* WHAT TO DO *
Extract the full listing verbatim and drop any pictures from your copy.

* RECORD SET *
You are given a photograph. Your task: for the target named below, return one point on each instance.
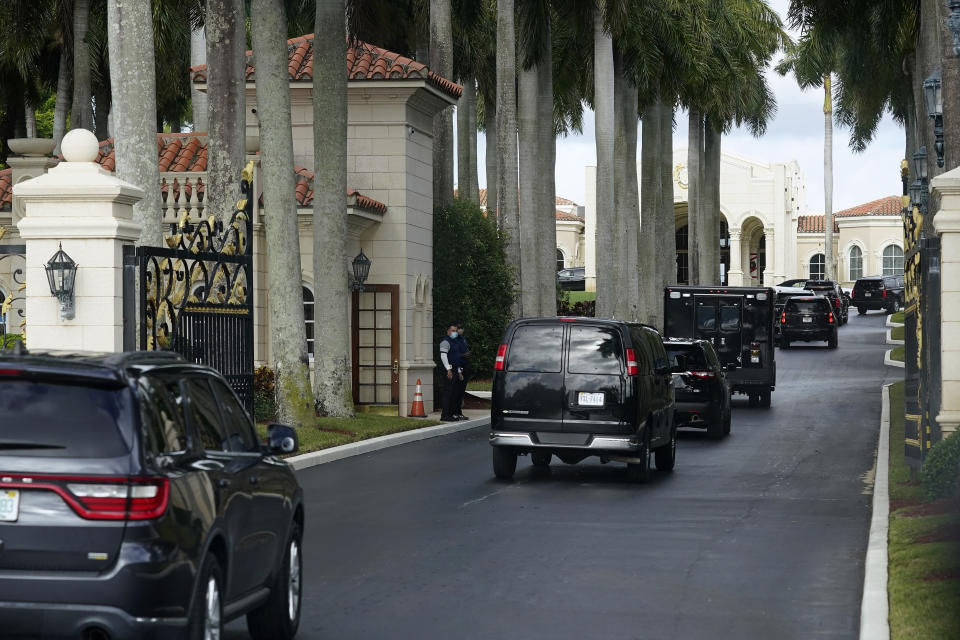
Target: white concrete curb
(314, 458)
(887, 360)
(874, 608)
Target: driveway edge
(874, 608)
(314, 458)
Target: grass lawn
(332, 432)
(924, 550)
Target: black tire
(504, 463)
(207, 590)
(639, 472)
(541, 458)
(666, 456)
(279, 617)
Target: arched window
(856, 263)
(818, 267)
(892, 260)
(308, 318)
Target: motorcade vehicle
(573, 278)
(580, 387)
(700, 386)
(832, 290)
(136, 501)
(873, 293)
(738, 322)
(808, 319)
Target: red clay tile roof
(364, 62)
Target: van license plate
(9, 505)
(590, 399)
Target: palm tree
(288, 331)
(130, 32)
(332, 381)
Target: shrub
(264, 394)
(940, 475)
(472, 282)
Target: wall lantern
(61, 275)
(933, 96)
(361, 269)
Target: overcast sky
(796, 133)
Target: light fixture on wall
(62, 275)
(361, 269)
(933, 96)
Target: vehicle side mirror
(282, 439)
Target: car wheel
(504, 462)
(541, 458)
(206, 618)
(640, 471)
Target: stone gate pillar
(947, 224)
(90, 212)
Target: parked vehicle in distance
(738, 322)
(573, 278)
(807, 320)
(579, 387)
(878, 292)
(700, 386)
(136, 501)
(832, 290)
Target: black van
(579, 387)
(739, 323)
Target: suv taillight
(501, 360)
(102, 498)
(632, 367)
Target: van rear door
(595, 380)
(533, 379)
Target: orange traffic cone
(416, 409)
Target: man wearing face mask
(451, 376)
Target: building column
(735, 275)
(769, 273)
(947, 224)
(90, 213)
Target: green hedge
(472, 282)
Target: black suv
(808, 319)
(832, 290)
(136, 501)
(579, 387)
(878, 292)
(700, 386)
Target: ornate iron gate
(196, 294)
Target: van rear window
(595, 350)
(61, 421)
(536, 348)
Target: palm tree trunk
(332, 380)
(546, 212)
(695, 222)
(198, 99)
(287, 329)
(604, 125)
(226, 100)
(527, 115)
(81, 115)
(828, 176)
(441, 62)
(130, 35)
(650, 193)
(62, 105)
(507, 180)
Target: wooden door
(376, 344)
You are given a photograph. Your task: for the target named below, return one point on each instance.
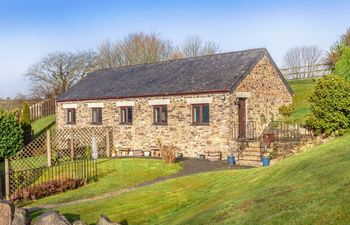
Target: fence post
(71, 145)
(48, 148)
(7, 179)
(108, 150)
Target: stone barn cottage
(200, 104)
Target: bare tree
(110, 55)
(194, 46)
(302, 60)
(59, 71)
(135, 48)
(335, 50)
(145, 48)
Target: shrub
(330, 106)
(11, 136)
(342, 67)
(47, 188)
(286, 110)
(25, 124)
(169, 153)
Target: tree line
(56, 72)
(301, 60)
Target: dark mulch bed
(193, 166)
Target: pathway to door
(190, 166)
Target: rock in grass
(21, 217)
(79, 222)
(105, 221)
(51, 218)
(7, 210)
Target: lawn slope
(309, 188)
(39, 126)
(302, 90)
(113, 175)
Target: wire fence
(57, 155)
(303, 72)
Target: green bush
(25, 115)
(286, 110)
(330, 106)
(342, 67)
(25, 124)
(11, 136)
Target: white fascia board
(95, 105)
(70, 106)
(207, 100)
(159, 102)
(125, 103)
(243, 94)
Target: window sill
(125, 123)
(200, 124)
(160, 124)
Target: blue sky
(29, 29)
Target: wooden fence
(302, 72)
(42, 109)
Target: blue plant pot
(266, 161)
(231, 160)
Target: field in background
(302, 90)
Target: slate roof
(211, 73)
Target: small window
(96, 115)
(126, 115)
(160, 114)
(200, 114)
(70, 116)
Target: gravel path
(190, 166)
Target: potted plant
(265, 158)
(147, 153)
(179, 155)
(201, 156)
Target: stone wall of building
(267, 93)
(142, 134)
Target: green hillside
(309, 188)
(302, 90)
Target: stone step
(254, 153)
(251, 150)
(254, 144)
(249, 163)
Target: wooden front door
(242, 114)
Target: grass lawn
(309, 188)
(39, 126)
(302, 90)
(115, 174)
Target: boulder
(21, 217)
(7, 210)
(51, 218)
(79, 222)
(105, 221)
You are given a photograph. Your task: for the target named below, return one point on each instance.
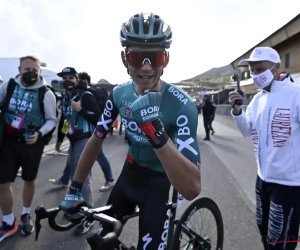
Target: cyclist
(154, 120)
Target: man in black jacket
(79, 116)
(207, 111)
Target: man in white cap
(272, 119)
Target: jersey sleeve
(186, 133)
(107, 118)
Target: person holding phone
(79, 117)
(272, 119)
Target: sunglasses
(138, 58)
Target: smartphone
(239, 102)
(75, 98)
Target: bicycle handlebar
(89, 214)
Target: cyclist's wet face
(29, 65)
(146, 65)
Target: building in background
(286, 41)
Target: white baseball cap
(262, 54)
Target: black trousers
(278, 214)
(149, 190)
(206, 121)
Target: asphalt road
(228, 177)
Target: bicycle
(173, 238)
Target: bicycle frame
(172, 223)
(175, 222)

* YOUR RESPONSE *
You are given a photograph. Your task: for the target named below, return one point on each instance.
Target: white concrete curb
(314, 458)
(887, 360)
(874, 608)
Target: driveway edge
(874, 608)
(314, 458)
Target: grass lawn
(332, 432)
(924, 550)
Target: black tire
(504, 463)
(207, 590)
(639, 472)
(541, 458)
(666, 456)
(279, 617)
Target: arched window
(856, 263)
(818, 267)
(892, 260)
(308, 318)
Target: motorcade vehicle
(573, 278)
(580, 387)
(700, 386)
(832, 290)
(136, 501)
(873, 293)
(738, 322)
(808, 319)
Target: red clay tile roof
(364, 62)
Target: van license plate
(9, 505)
(590, 399)
Target: palm tree
(288, 331)
(130, 32)
(332, 381)
Target: shrub
(264, 394)
(940, 475)
(472, 282)
Target: wall lantern
(61, 275)
(933, 96)
(361, 269)
Target: overcast sky
(796, 133)
Target: light fixture on wall
(62, 275)
(361, 269)
(933, 96)
Target: vehicle side mirror
(282, 439)
Target: car wheel
(504, 462)
(541, 458)
(206, 618)
(640, 471)
Target: stone gate pillar
(947, 224)
(90, 212)
Target: parked vehicle in distance
(738, 322)
(573, 278)
(807, 320)
(579, 387)
(878, 292)
(700, 386)
(136, 501)
(832, 290)
Target: black van
(579, 387)
(739, 323)
Target: suv taillight
(501, 360)
(102, 498)
(632, 367)
Target: van rear door
(595, 380)
(533, 379)
Target: orange traffic cone
(416, 409)
Target: man wearing face mask
(451, 376)
Target: building column
(735, 275)
(769, 273)
(947, 224)
(90, 213)
Target: green hedge
(472, 282)
Target: black suv
(808, 319)
(832, 290)
(136, 501)
(579, 387)
(878, 292)
(700, 386)
Target: ornate iron gate
(196, 294)
Target: van rear window
(595, 350)
(61, 421)
(536, 348)
Target: palm tree trunk
(332, 380)
(546, 212)
(695, 222)
(198, 99)
(287, 329)
(604, 125)
(226, 100)
(527, 115)
(81, 115)
(828, 176)
(441, 62)
(130, 35)
(650, 193)
(62, 105)
(507, 180)
Target: wooden door
(376, 344)
You are given a photograph. Your task: for the target named below, return one point on each instance.
Target: fence post
(71, 145)
(48, 148)
(7, 179)
(108, 150)
Target: stone barn cottage
(200, 104)
Target: bare tree
(110, 55)
(194, 46)
(302, 60)
(59, 71)
(135, 48)
(335, 50)
(145, 48)
Target: shrub
(330, 106)
(11, 136)
(342, 67)
(47, 188)
(286, 110)
(25, 124)
(169, 153)
Target: tree line
(56, 72)
(301, 60)
Target: dark mulch bed
(193, 166)
Target: pathway to door
(190, 166)
Target: rock in grass
(21, 217)
(79, 222)
(105, 221)
(51, 218)
(7, 210)
Target: lawn slope
(309, 188)
(39, 126)
(302, 90)
(113, 175)
Target: wire fence
(57, 155)
(303, 72)
Target: green bush
(25, 115)
(286, 110)
(330, 106)
(342, 67)
(25, 124)
(11, 136)
Target: white fascia board
(95, 105)
(70, 106)
(207, 100)
(159, 102)
(125, 103)
(243, 94)
Target: window sill
(125, 123)
(200, 124)
(160, 124)
Target: blue sky
(29, 29)
Target: wooden fence
(302, 72)
(42, 109)
Target: blue plant pot
(266, 161)
(231, 160)
Target: field in background
(302, 90)
Target: slate roof
(211, 73)
Target: small window
(96, 115)
(126, 115)
(160, 114)
(200, 114)
(70, 116)
Target: gravel path
(190, 166)
Target: potted plant
(265, 158)
(147, 153)
(179, 155)
(201, 156)
Target: stone wall of building
(267, 93)
(142, 134)
Target: green hillside
(309, 188)
(302, 90)
Target: stone step
(254, 153)
(251, 150)
(254, 144)
(249, 163)
Target: wooden front door
(242, 114)
Target: grass lawn
(309, 188)
(39, 126)
(302, 90)
(115, 174)
Target: boulder
(21, 217)
(7, 210)
(51, 218)
(79, 222)
(105, 221)
You are given a photograph. Your task: for the target named below, return one point on each instance.
Target: cyclist
(154, 120)
Target: man in black jacket
(79, 116)
(207, 111)
Target: man in white cap
(272, 119)
Target: jersey sleeve
(186, 133)
(107, 118)
Target: person holding phone
(79, 117)
(272, 119)
Target: sunglasses
(138, 58)
Target: smartphone
(239, 102)
(75, 98)
Target: bicycle handlebar
(89, 214)
Target: cyclist's wet face
(29, 65)
(146, 65)
Target: building in background
(286, 41)
Target: white baseball cap
(262, 54)
Target: black trousers
(278, 214)
(149, 190)
(206, 121)
Target: asphalt road
(228, 177)
Target: bicycle
(173, 238)
Target: bicycle frame
(172, 223)
(175, 222)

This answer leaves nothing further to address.